* **SOURCE DOCUMENT**:
╭──

Date of Hearing : 22 June, 2022
Date of Judgment : 11 July, 2022
JUDGMENT
(The name of the complainant is suppressed she will be referred to as “A.T”)
BACKGROUND INFORMATION
- The respondent was charged in the Magistrate’s Court at Sigatoka as follows:
Statement of Offence
INDECENT ASSAULT: Contrary to section 212 (1) of the Crimes Decree 2009.
Particulars of Offence
MELI NAMASARA on the 22nd day of June, 2016 at Navosa in the Western Division, unlawfully and indecently assaulted “A.T” by touching her undergarments.
- During the hearing at the Magistrate’s Court the prosecution called one witness. After the prosecution closed its case, the
learned Magistrate held that the respondent had a case to answer. The respondent was given his options, he opted to give evidence
and did not call any witness.
- On 1st June, 2020 the learned Magistrate in his judgment acquitted the respondent.
- The state being dissatisfied with the decision of the Magistrate’s Court filed a notice of motion and supporting affidavit seeking
leave to appeal out of time against the acquittal.
- On 13th December, 2021 this court granted state leave to appeal out of time.

╰──

* **TASK REQUIREMENTS**:
1: Write out the part of the judgment that runs from "- On 1st June, 2020" down to "against the acquittal.".
2: Answer these questions from the judgment:
(a) In which court was the respondent charged?
(b) On what date did the learned Magistrate acquit the respondent?
(c) On what date did this court grant the state leave to appeal out of time?
Answer using only the judgment above.

* **DATASET**:
╭──

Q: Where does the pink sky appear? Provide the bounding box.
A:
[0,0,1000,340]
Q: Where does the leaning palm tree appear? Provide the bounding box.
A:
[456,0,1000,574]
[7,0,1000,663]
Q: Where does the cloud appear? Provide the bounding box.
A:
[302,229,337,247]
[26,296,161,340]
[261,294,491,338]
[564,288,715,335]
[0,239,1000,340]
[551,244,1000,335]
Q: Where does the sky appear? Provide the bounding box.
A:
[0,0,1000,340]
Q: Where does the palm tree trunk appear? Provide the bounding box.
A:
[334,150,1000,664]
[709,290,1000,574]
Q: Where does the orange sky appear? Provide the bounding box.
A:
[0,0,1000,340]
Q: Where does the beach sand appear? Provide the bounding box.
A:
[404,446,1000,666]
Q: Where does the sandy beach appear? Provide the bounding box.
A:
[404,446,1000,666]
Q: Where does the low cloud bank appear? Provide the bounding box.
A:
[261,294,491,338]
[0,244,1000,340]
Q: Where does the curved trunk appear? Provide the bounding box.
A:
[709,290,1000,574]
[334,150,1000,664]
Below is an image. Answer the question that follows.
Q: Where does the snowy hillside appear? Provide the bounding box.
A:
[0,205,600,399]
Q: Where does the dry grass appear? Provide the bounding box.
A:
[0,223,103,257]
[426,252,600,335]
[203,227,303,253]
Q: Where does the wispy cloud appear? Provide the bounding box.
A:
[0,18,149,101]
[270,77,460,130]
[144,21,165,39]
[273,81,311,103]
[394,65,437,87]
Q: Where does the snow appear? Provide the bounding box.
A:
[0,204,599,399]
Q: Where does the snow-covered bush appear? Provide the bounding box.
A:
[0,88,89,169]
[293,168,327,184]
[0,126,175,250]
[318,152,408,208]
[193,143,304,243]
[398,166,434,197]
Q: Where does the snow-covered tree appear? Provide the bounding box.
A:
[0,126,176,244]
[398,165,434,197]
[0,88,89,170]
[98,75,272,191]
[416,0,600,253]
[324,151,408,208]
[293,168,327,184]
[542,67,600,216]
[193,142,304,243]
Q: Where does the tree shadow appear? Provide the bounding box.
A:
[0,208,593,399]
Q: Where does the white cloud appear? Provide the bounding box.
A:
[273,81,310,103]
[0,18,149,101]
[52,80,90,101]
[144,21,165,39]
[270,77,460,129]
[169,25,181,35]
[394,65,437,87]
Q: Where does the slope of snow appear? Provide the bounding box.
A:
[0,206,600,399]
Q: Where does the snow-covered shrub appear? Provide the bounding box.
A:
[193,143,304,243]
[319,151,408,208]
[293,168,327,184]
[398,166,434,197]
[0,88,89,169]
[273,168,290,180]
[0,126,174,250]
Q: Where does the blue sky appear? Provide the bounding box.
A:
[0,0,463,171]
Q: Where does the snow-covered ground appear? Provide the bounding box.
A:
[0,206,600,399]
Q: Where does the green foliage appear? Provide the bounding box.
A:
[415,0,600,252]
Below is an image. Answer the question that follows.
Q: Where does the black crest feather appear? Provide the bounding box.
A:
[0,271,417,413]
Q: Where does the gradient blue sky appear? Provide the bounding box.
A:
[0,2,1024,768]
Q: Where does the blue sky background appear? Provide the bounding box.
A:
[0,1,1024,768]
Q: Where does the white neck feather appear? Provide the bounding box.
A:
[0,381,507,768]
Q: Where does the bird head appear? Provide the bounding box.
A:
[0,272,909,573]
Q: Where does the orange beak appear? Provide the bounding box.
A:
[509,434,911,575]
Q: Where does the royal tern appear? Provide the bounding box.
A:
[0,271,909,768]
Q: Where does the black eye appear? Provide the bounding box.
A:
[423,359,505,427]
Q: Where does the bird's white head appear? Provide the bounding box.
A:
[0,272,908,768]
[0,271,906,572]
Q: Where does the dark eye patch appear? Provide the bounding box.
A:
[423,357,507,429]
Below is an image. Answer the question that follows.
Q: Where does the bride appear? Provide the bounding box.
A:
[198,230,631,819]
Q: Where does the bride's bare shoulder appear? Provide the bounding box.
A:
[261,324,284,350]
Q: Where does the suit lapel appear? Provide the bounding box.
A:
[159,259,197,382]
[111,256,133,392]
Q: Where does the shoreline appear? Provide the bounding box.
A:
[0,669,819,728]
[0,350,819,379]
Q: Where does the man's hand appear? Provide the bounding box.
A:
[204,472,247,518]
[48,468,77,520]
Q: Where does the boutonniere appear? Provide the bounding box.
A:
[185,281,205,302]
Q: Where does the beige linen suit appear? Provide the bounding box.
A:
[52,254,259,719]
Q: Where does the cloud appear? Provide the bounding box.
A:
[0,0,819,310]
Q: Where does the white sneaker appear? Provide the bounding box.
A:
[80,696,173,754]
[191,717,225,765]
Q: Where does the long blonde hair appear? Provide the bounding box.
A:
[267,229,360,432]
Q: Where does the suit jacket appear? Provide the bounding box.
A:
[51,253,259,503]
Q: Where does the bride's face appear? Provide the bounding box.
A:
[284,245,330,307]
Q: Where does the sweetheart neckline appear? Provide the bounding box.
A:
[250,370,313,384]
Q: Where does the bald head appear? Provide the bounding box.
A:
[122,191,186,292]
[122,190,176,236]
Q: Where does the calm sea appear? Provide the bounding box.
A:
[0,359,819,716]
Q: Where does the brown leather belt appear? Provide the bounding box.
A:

╰──

* **ANSWERS TO THE EXERCISE**:
1:
- On 1st June, 2020 the learned Magistrate in his judgment acquitted the respondent.
- The state being dissatisfied with the decision of the Magistrate’s Court filed a notice of motion and supporting affidavit seeking
leave to appeal out of time against the acquittal.

2:
(a) The Magistrate's Court at Sigatoka
(b) 1st June, 2020
(c) 13th December, 2021